● ASSIGNED TASK
Report every line below that carries the word "compound".

[RECORDS FOR THIS TASK Boundary: Start]

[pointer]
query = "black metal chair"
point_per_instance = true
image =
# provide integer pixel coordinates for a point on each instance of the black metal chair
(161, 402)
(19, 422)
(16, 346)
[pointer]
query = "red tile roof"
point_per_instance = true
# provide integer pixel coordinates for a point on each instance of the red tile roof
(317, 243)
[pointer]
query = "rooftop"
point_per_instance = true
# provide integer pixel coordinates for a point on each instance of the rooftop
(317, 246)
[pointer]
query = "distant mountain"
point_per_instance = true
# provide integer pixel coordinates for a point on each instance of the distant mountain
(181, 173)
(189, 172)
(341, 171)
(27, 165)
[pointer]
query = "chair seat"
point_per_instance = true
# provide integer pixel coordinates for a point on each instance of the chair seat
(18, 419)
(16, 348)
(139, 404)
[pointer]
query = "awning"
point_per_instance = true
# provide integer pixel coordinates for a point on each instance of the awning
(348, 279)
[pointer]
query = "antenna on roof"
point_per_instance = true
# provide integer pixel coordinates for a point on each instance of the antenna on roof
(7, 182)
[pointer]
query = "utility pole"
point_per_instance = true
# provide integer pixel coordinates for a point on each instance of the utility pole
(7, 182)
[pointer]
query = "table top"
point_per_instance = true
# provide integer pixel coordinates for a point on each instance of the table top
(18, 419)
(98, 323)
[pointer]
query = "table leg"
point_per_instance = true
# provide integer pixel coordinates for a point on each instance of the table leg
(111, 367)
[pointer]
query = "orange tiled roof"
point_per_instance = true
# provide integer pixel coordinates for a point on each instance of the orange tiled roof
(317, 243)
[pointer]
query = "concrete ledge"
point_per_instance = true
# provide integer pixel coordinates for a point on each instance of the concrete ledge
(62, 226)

[RECORDS FOR THIS TASK Boundary: End]
[RECORDS FOR THIS TASK Boundary: Start]

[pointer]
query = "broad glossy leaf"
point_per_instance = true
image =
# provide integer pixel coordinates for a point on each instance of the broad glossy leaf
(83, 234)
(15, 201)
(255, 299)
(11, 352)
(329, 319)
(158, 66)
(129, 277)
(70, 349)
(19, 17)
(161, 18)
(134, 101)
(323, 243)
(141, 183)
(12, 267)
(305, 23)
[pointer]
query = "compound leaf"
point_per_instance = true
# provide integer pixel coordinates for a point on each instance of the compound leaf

[RECORDS FOR THIS TASK Boundary: End]
[RECORDS FOR THIS TASK Boundary: Start]

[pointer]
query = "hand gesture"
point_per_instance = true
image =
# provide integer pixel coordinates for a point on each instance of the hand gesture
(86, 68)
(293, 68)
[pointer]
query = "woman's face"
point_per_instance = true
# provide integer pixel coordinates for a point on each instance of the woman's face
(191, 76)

[RECORDS FOR THIS TASK Boundary: End]

● RESPONSE
query = "compound leaf"
# provide integer pixel coordinates for a point on each instance of the compound leaf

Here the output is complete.